▶ **REQUIREMENT**: Can you give the lines of the records as a numbered list, starting at the line that contains "of the fried" and stopping after the line that contains "x=189, y=220", with any blank lines left out?

******************************

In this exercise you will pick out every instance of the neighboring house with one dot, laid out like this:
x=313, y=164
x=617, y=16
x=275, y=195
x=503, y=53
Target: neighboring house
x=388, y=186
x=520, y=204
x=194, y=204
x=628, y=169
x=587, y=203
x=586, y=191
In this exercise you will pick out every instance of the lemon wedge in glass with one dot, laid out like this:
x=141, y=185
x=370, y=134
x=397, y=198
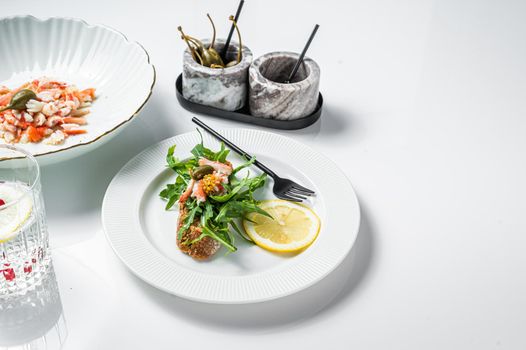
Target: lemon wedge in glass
x=293, y=227
x=13, y=215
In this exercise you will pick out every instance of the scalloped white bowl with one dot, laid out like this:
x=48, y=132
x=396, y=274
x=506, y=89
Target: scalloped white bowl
x=86, y=55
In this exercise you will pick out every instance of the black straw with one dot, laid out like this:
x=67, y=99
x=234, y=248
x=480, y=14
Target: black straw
x=236, y=18
x=300, y=59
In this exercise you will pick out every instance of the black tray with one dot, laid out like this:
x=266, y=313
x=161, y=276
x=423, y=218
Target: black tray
x=243, y=114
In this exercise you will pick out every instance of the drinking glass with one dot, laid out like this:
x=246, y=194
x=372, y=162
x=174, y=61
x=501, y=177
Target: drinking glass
x=24, y=244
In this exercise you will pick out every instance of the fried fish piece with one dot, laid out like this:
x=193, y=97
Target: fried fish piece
x=200, y=250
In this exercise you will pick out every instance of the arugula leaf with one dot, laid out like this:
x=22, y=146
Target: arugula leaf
x=217, y=216
x=226, y=197
x=189, y=220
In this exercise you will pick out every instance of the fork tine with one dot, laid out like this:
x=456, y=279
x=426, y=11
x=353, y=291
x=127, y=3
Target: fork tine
x=300, y=191
x=299, y=187
x=296, y=195
x=282, y=196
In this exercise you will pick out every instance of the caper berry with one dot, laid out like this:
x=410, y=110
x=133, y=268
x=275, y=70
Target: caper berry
x=19, y=100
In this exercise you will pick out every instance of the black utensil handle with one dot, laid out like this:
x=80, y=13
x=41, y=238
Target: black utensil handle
x=233, y=146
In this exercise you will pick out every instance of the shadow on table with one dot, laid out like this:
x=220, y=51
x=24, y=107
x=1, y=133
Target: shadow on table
x=333, y=122
x=288, y=311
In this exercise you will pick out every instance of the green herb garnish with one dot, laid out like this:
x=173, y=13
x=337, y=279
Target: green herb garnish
x=217, y=215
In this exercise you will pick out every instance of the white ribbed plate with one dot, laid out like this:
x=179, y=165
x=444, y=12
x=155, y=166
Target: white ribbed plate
x=143, y=234
x=85, y=55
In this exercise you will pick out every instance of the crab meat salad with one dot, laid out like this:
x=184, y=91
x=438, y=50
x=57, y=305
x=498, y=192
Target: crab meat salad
x=210, y=198
x=43, y=110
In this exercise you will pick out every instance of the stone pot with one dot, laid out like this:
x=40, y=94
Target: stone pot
x=225, y=88
x=270, y=97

******************************

▶ **WORKED SOLUTION**:
1. In this exercise you will pick out every instance of the fried fish piece with one dot, laid out like this:
2. x=193, y=97
3. Target: fried fish piece
4. x=200, y=250
5. In this exercise you will pick out every instance of the arugula leaf with one dot, laid out like this:
6. x=22, y=146
7. Target: arugula leaf
8. x=217, y=216
9. x=226, y=197
10. x=189, y=220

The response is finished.